▶ **문서 발췌**

HWP/HWPX 파일에서 텍스트를 추출합니다 (통합 인터페이스).

**매개변수:**
- `filepath` (str): HWP 또는 HWPX 파일 경로

**반환값:**
- `tuple`: (추출된_텍스트, 오류_메시지). 성공시 오류_메시지는 None

**예외:**
- `FileNotFoundError`: 파일을 찾을 수 없음
- `PermissionError`: 파일 접근 권한이 없음
- `ValueError`: 지원하지 않는 파일 형식

### 포맷별 함수

#### `extract_text_from_hwpx(hwpx_file_path)`

HWPX 파일에서 텍스트를 추출합니다.

**매개변수:**
- `hwpx_file_path` (str): HWPX 파일 경로

**반환값:**
- `str`: 추출된 텍스트 (오류 시 빈 문자열)

#### `extract_text_from_hwp5(filepath)`

HWP 5.0 (OLE) 파일에서 텍스트를 추출합니다.

▶ **저장된 기록**
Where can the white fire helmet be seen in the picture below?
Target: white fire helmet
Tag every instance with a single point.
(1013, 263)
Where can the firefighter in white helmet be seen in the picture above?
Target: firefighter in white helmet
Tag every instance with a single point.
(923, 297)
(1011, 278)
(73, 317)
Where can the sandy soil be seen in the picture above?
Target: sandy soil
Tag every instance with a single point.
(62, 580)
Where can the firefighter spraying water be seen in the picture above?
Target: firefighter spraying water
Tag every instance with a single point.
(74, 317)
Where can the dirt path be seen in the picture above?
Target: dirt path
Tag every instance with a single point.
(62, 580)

▶ **작업 지시 A**
문서 발췌에서 "HWPX 파일에서 텍스트를 추출합니다."(으)로 시작해 "(OLE) 파일에서 텍스트를 추출합니다."까지 이어지는 부분을 그대로 옮겨 적으세요.
▶ **작업 지시 B**
문서 발췌에 따르면 `extract_text_from_hwpx` 함수는 오류가 나면 무엇을 반환하나요?

▶ **작성 답변 A**
HWPX 파일에서 텍스트를 추출합니다.

**매개변수:**
- `hwpx_file_path` (str): HWPX 파일 경로

**반환값:**
- `str`: 추출된 텍스트 (오류 시 빈 문자열)

#### `extract_text_from_hwp5(filepath)`

HWP 5.0 (OLE) 파일에서 텍스트를 추출합니다.

▶ **작성 답변 B**
빈 문자열을 반환합니다.